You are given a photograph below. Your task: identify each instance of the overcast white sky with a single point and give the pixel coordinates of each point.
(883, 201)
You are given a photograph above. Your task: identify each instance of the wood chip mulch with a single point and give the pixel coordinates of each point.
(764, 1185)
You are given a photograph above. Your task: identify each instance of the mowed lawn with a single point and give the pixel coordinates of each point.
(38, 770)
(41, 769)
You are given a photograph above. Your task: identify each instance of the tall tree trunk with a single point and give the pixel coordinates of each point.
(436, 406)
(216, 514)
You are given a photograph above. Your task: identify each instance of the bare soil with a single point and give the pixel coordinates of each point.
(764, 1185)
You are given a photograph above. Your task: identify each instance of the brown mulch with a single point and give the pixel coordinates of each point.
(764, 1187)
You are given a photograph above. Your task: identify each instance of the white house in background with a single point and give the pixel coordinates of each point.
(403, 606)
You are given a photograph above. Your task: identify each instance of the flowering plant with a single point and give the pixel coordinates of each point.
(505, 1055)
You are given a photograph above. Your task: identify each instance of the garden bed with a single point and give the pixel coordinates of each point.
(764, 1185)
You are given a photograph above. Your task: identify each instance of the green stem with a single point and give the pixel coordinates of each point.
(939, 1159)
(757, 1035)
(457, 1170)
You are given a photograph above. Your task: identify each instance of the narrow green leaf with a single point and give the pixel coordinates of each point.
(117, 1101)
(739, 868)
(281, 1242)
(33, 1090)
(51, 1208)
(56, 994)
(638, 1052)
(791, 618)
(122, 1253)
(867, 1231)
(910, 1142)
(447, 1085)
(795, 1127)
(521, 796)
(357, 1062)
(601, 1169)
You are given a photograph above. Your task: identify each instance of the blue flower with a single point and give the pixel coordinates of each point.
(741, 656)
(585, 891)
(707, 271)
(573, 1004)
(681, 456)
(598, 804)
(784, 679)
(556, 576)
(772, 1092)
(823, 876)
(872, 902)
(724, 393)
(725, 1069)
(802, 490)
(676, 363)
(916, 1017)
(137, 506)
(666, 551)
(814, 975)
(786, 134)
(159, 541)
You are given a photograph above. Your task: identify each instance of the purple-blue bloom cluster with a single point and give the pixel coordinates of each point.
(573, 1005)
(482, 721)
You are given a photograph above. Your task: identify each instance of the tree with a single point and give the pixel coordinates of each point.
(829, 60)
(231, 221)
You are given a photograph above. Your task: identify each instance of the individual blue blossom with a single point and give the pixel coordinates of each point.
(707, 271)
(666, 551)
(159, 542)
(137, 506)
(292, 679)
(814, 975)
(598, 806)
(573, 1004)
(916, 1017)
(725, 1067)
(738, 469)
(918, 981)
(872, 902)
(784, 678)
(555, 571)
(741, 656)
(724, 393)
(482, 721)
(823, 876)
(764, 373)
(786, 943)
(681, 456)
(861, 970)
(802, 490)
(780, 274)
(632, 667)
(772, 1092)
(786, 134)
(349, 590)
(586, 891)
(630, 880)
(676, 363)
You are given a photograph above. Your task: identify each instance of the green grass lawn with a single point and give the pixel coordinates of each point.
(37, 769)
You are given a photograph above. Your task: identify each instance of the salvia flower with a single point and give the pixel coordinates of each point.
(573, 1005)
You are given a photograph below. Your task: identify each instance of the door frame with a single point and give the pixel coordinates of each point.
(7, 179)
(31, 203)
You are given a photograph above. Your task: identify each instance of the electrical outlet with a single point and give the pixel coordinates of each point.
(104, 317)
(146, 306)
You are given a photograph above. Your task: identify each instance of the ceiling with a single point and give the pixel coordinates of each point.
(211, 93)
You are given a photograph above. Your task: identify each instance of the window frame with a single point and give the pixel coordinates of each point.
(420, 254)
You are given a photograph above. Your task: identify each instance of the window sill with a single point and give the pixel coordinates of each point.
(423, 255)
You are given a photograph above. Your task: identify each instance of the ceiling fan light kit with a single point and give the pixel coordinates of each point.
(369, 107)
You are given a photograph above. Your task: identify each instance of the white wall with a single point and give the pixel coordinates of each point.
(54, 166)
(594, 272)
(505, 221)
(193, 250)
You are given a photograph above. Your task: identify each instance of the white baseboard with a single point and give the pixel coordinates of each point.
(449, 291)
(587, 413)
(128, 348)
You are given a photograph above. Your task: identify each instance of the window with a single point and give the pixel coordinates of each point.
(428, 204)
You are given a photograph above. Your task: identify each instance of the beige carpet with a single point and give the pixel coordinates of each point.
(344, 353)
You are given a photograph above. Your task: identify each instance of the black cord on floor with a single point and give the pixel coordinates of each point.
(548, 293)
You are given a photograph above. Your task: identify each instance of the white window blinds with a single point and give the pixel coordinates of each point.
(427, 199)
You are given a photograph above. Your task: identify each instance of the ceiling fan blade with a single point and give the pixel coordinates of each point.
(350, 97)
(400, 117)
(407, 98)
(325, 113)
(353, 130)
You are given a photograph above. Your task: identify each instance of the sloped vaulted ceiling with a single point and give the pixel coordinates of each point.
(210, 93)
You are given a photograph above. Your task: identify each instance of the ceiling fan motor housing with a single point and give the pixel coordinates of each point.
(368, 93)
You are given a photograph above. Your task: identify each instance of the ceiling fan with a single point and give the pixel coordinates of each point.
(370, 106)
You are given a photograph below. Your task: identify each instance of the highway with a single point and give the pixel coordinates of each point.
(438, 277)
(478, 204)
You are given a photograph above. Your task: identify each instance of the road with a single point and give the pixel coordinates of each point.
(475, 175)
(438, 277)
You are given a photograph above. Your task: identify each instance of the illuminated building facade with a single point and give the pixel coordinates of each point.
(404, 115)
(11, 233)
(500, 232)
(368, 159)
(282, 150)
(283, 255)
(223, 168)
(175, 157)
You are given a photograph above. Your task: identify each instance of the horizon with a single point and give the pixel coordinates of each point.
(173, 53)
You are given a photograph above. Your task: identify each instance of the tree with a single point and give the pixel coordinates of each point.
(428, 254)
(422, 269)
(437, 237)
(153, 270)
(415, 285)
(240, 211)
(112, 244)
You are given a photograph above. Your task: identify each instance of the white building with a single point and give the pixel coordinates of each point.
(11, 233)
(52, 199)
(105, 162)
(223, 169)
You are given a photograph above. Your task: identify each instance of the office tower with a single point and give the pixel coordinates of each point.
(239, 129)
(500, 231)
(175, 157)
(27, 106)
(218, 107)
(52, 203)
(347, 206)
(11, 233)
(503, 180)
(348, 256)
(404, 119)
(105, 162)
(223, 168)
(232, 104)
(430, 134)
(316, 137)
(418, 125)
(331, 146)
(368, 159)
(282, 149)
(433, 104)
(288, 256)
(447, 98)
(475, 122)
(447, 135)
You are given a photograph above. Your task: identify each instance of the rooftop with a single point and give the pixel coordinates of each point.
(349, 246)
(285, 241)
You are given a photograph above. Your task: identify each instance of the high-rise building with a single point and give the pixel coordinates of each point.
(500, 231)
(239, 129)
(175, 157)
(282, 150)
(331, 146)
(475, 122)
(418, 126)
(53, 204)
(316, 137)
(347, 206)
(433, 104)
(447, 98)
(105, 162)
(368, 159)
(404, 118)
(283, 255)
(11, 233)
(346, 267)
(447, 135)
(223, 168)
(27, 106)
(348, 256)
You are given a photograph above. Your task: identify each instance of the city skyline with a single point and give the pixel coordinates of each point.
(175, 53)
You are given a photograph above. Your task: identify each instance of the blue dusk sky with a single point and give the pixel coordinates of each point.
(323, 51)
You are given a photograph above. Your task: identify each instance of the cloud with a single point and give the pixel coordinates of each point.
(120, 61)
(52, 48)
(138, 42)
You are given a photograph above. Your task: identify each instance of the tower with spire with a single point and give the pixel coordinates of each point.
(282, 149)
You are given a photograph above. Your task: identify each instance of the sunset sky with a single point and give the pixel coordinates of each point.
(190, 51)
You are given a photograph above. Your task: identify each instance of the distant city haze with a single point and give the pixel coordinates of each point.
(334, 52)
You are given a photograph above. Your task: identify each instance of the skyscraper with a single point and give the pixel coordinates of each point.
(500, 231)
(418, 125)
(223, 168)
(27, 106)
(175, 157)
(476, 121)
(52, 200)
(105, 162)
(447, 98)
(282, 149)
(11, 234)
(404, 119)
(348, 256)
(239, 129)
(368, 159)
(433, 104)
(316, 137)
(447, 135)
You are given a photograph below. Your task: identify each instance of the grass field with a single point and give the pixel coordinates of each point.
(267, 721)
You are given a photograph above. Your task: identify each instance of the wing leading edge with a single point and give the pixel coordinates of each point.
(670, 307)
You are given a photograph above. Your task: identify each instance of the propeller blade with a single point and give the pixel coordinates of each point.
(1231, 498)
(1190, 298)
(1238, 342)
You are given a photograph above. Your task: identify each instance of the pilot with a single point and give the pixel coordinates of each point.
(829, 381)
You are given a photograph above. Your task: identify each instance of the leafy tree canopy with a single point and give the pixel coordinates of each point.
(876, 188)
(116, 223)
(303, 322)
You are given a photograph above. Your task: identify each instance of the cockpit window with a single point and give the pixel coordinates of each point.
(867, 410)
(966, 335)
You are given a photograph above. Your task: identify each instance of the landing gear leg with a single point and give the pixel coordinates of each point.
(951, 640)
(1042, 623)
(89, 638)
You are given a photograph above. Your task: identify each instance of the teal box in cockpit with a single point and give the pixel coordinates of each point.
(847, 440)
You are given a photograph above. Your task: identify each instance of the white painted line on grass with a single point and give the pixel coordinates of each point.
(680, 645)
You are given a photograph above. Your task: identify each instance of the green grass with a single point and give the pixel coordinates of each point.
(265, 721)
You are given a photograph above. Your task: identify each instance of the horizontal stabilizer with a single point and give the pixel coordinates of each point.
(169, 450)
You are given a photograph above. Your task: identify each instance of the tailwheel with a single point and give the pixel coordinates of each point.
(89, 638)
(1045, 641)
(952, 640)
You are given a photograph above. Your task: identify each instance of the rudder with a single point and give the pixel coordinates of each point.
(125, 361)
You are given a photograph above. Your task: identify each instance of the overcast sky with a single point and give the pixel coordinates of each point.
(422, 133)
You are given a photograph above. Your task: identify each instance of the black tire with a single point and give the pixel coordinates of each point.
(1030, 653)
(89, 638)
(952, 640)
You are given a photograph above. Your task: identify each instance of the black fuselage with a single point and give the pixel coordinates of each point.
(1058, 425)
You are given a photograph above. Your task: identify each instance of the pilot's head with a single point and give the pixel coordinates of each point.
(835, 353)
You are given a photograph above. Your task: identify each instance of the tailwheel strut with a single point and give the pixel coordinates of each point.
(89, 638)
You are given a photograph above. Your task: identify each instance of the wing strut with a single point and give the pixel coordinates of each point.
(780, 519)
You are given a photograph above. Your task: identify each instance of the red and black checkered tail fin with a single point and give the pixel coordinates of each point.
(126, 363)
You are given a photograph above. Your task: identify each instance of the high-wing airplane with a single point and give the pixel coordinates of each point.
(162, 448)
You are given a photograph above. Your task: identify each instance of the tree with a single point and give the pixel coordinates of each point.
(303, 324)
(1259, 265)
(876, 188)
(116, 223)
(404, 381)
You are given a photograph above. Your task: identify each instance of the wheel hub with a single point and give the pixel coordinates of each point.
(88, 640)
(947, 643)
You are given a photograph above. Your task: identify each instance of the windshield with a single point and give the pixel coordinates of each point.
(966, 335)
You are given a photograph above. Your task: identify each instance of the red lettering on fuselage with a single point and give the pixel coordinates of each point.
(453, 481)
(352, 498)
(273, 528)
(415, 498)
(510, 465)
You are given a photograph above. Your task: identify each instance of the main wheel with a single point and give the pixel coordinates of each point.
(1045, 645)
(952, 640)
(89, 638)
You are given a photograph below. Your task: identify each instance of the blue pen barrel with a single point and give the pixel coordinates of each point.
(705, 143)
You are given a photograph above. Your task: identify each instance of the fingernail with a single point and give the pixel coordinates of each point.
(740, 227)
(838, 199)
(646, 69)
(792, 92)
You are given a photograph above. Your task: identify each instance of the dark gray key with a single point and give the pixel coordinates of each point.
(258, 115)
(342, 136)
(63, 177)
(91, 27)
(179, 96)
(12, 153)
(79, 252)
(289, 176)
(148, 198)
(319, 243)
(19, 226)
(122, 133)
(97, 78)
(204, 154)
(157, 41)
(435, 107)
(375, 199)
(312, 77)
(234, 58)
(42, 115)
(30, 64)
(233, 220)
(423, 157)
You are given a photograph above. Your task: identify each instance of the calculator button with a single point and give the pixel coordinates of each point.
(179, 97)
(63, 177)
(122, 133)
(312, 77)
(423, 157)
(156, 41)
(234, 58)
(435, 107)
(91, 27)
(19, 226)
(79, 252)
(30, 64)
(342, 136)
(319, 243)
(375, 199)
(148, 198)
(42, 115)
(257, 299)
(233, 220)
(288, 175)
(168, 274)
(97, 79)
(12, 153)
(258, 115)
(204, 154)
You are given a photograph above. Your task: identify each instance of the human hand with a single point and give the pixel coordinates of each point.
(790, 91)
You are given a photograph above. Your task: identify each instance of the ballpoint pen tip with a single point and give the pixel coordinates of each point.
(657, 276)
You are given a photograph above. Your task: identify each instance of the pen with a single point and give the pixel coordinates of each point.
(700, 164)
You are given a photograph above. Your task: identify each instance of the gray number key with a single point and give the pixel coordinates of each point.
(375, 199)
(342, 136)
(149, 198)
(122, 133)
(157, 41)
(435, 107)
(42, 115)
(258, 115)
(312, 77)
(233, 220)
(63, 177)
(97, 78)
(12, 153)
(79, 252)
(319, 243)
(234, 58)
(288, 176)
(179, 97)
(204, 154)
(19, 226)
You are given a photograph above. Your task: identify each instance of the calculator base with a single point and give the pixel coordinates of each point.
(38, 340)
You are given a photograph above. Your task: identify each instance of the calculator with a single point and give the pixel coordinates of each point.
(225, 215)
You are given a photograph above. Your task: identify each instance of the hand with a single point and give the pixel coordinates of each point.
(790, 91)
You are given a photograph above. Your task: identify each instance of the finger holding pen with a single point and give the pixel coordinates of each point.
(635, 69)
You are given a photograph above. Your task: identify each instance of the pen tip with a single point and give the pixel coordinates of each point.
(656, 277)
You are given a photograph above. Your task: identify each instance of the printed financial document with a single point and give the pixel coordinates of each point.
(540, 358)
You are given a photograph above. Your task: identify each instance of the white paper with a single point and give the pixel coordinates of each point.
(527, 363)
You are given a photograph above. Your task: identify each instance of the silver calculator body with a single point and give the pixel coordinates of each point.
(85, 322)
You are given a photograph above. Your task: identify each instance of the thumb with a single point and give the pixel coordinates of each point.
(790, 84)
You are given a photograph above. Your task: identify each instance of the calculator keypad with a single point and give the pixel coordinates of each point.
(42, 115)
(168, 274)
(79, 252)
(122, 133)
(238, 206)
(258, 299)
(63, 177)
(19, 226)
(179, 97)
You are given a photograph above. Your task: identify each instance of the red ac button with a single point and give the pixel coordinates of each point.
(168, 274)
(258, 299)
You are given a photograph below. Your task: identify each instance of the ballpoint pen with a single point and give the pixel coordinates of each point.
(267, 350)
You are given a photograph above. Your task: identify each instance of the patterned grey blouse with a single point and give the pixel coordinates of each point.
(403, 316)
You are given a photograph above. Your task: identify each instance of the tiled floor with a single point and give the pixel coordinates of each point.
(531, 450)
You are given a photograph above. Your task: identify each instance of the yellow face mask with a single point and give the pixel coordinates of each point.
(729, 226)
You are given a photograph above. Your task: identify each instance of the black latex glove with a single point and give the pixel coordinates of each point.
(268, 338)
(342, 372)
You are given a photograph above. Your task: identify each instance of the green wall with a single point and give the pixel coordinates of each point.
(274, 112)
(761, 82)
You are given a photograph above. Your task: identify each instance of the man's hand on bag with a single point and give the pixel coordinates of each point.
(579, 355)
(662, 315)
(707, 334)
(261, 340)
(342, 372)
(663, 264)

**WHAT YOU NEED TO DO**
In the entries above, take the line containing "red ac button" and each later line through the last, and repeat them exactly. Output nothing else.

**RESULT**
You are given a photograph above. Your task: identify each instance of the red ac button with a single point and give the pixel coordinates of each point.
(168, 274)
(258, 299)
You are given a photograph below. Your task: identify each instance of the ballpoint pen with a single point and give the pixel coordinates of each point.
(267, 350)
You are given a photograph above. Your task: identify each instance of the patterned grey blouse with a single point and give the pixel coordinates of each point.
(403, 316)
You are given a photograph above. Your task: identify each instance of the tiled floor with a single point and give the pixel coordinates of each point.
(531, 450)
You are given a photograph above. Your task: identify each instance of the yellow face mask with a single point and give the pixel coordinates of each point.
(729, 226)
You are given a photograph above. Your task: identify each instance of the black latex glove with a single point and give the pixel coordinates of each point.
(268, 338)
(342, 372)
You are given a photograph above. Your task: identify each instance of the green wall with a single point and give the pixel coordinates of each point.
(274, 112)
(761, 82)
You are given a photograph above. Your task: identify each instance of the man's hand on bag with a single point and give the pixel coordinates of each point.
(579, 355)
(662, 315)
(707, 334)
(261, 340)
(342, 372)
(663, 264)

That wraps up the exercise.